=== Section Start ===

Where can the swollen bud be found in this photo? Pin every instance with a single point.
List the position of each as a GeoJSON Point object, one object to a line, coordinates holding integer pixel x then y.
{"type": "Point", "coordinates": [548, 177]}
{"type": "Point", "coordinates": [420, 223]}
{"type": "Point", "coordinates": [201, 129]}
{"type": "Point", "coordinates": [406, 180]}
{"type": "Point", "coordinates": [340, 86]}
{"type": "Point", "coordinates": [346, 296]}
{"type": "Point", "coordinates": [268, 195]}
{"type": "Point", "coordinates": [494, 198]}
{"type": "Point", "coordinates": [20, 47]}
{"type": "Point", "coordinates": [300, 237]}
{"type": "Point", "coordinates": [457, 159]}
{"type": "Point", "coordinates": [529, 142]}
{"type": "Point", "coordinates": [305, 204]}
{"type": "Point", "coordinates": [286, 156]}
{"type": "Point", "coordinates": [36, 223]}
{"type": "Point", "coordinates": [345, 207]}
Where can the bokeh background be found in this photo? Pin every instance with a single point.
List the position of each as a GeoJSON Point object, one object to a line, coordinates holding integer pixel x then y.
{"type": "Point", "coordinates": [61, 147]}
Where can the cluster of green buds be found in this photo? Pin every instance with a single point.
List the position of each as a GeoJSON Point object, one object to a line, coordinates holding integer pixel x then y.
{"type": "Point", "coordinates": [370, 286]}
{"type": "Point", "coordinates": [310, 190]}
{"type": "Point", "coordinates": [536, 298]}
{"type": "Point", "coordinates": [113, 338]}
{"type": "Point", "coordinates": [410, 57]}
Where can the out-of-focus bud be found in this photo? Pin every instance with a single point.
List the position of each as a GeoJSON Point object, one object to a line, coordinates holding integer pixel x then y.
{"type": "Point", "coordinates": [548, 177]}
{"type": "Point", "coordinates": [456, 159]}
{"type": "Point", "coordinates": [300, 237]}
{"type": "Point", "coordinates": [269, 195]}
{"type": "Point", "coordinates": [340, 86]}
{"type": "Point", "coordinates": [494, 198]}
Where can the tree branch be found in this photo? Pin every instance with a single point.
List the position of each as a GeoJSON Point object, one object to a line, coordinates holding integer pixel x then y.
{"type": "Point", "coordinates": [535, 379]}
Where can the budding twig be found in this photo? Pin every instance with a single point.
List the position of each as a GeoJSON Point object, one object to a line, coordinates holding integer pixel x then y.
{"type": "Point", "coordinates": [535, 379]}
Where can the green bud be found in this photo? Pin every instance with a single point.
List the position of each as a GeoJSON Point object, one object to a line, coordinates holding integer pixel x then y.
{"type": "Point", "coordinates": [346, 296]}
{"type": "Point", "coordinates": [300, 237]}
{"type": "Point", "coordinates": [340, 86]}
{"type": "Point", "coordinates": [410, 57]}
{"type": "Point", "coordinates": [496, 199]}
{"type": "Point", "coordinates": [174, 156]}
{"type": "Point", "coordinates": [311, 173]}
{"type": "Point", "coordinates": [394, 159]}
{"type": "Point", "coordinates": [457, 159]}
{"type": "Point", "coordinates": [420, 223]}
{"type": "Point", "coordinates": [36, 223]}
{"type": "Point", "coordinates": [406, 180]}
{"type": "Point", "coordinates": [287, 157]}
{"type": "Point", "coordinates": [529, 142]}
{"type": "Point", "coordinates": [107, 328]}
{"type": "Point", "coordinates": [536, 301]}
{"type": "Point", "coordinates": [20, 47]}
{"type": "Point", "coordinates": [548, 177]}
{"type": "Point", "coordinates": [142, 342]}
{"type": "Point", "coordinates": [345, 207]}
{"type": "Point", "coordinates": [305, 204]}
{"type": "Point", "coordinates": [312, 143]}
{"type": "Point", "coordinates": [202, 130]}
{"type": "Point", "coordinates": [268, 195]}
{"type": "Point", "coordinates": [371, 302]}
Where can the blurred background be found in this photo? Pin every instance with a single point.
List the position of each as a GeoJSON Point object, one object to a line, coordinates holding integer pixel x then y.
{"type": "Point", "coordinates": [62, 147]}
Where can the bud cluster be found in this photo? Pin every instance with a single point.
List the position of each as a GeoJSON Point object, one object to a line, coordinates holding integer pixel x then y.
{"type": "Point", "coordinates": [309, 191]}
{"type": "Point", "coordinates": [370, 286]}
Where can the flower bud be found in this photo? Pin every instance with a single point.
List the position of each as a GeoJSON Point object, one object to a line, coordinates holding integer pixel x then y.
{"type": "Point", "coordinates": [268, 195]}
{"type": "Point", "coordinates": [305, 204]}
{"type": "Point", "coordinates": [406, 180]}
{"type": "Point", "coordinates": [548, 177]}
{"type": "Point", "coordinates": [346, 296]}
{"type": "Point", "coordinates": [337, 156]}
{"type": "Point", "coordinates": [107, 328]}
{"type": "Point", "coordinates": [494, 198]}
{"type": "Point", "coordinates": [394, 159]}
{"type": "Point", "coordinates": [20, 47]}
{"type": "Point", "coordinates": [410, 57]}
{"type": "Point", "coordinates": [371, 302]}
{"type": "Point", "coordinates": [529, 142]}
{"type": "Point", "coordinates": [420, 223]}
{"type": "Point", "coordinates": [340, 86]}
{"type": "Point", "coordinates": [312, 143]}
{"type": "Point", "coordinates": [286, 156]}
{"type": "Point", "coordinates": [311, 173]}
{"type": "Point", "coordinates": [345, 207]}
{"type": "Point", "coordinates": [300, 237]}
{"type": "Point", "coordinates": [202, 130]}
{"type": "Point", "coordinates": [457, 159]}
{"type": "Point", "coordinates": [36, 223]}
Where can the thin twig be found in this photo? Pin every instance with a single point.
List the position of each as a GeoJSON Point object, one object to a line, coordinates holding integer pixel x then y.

=== Section End ===

Exactly as they are written, print the entries again.

= RESPONSE AREA =
Where can the swollen bud be found in this photo? Pin every instance with a single point.
List the position of each as a GeoJSON Point object, one object to a line, coordinates holding integer pixel x then y.
{"type": "Point", "coordinates": [548, 177]}
{"type": "Point", "coordinates": [420, 223]}
{"type": "Point", "coordinates": [201, 129]}
{"type": "Point", "coordinates": [406, 180]}
{"type": "Point", "coordinates": [340, 86]}
{"type": "Point", "coordinates": [346, 296]}
{"type": "Point", "coordinates": [268, 195]}
{"type": "Point", "coordinates": [494, 198]}
{"type": "Point", "coordinates": [20, 47]}
{"type": "Point", "coordinates": [300, 237]}
{"type": "Point", "coordinates": [457, 159]}
{"type": "Point", "coordinates": [529, 142]}
{"type": "Point", "coordinates": [305, 204]}
{"type": "Point", "coordinates": [286, 156]}
{"type": "Point", "coordinates": [36, 223]}
{"type": "Point", "coordinates": [345, 207]}
Where can the bokeh background be found in this photo? Pin every instance with a single point.
List the position of each as a GeoJSON Point object, one object to a line, coordinates holding integer pixel x then y.
{"type": "Point", "coordinates": [61, 147]}
Where can the cluster of green buds be found in this photo? Pin every instance with a single point.
List the position of each as a GeoJSON Point object, one object to a line, coordinates holding integer pixel x then y.
{"type": "Point", "coordinates": [370, 286]}
{"type": "Point", "coordinates": [310, 190]}
{"type": "Point", "coordinates": [536, 298]}
{"type": "Point", "coordinates": [113, 338]}
{"type": "Point", "coordinates": [410, 57]}
Where can the out-of-focus bud be found in this photo? Pin every instance with a single point.
List the position of each as a GeoJSON Point object, one object to a line, coordinates holding integer pixel x then y.
{"type": "Point", "coordinates": [548, 177]}
{"type": "Point", "coordinates": [456, 159]}
{"type": "Point", "coordinates": [300, 237]}
{"type": "Point", "coordinates": [269, 195]}
{"type": "Point", "coordinates": [340, 86]}
{"type": "Point", "coordinates": [494, 198]}
Where can the tree branch be found in this photo? Pin every instance with a single point.
List the position of each as a GeoJSON Point object, one object to a line, coordinates holding integer pixel x then y.
{"type": "Point", "coordinates": [535, 379]}
Where can the budding twig be found in this photo? Pin every instance with a single point.
List the position of each as a GeoJSON Point object, one object to a line, coordinates holding integer pixel x then y.
{"type": "Point", "coordinates": [535, 379]}
Where can the green bud be found in this photo? Pin every instance with a single point.
List the position of each as a GeoJSON Point object, one object to a line, coordinates holding integer pixel x then y.
{"type": "Point", "coordinates": [346, 296]}
{"type": "Point", "coordinates": [300, 237]}
{"type": "Point", "coordinates": [340, 86]}
{"type": "Point", "coordinates": [410, 57]}
{"type": "Point", "coordinates": [496, 199]}
{"type": "Point", "coordinates": [174, 156]}
{"type": "Point", "coordinates": [311, 173]}
{"type": "Point", "coordinates": [394, 159]}
{"type": "Point", "coordinates": [457, 159]}
{"type": "Point", "coordinates": [420, 223]}
{"type": "Point", "coordinates": [36, 223]}
{"type": "Point", "coordinates": [406, 180]}
{"type": "Point", "coordinates": [287, 157]}
{"type": "Point", "coordinates": [529, 142]}
{"type": "Point", "coordinates": [107, 328]}
{"type": "Point", "coordinates": [536, 301]}
{"type": "Point", "coordinates": [20, 47]}
{"type": "Point", "coordinates": [548, 177]}
{"type": "Point", "coordinates": [142, 342]}
{"type": "Point", "coordinates": [345, 207]}
{"type": "Point", "coordinates": [305, 204]}
{"type": "Point", "coordinates": [312, 143]}
{"type": "Point", "coordinates": [202, 130]}
{"type": "Point", "coordinates": [268, 195]}
{"type": "Point", "coordinates": [371, 302]}
Where can the blurred background be found in this photo? Pin every instance with a single point.
List the position of each as a GeoJSON Point object, one object to a line, coordinates holding integer pixel x then y.
{"type": "Point", "coordinates": [62, 147]}
Where can the bud cluster be found in this photo? Pin every instance with a single point.
List the position of each as a GeoJSON Point object, one object to a line, coordinates holding integer pixel x then y.
{"type": "Point", "coordinates": [309, 191]}
{"type": "Point", "coordinates": [370, 286]}
Where can the flower bud be found in this photo? Pin every instance with a single point.
List the position of each as a GeoJSON Point object, one object to a line, coordinates holding integer pixel x then y.
{"type": "Point", "coordinates": [268, 195]}
{"type": "Point", "coordinates": [305, 204]}
{"type": "Point", "coordinates": [406, 180]}
{"type": "Point", "coordinates": [548, 177]}
{"type": "Point", "coordinates": [346, 296]}
{"type": "Point", "coordinates": [337, 156]}
{"type": "Point", "coordinates": [107, 328]}
{"type": "Point", "coordinates": [494, 198]}
{"type": "Point", "coordinates": [394, 159]}
{"type": "Point", "coordinates": [20, 47]}
{"type": "Point", "coordinates": [410, 57]}
{"type": "Point", "coordinates": [371, 302]}
{"type": "Point", "coordinates": [529, 142]}
{"type": "Point", "coordinates": [420, 223]}
{"type": "Point", "coordinates": [340, 86]}
{"type": "Point", "coordinates": [312, 143]}
{"type": "Point", "coordinates": [286, 156]}
{"type": "Point", "coordinates": [311, 173]}
{"type": "Point", "coordinates": [345, 207]}
{"type": "Point", "coordinates": [300, 237]}
{"type": "Point", "coordinates": [202, 130]}
{"type": "Point", "coordinates": [457, 159]}
{"type": "Point", "coordinates": [36, 223]}
Where can the thin twig be found in this photo? Pin every instance with a single point.
List the position of each as a GeoJSON Point object, one object to a line, coordinates holding integer pixel x then y.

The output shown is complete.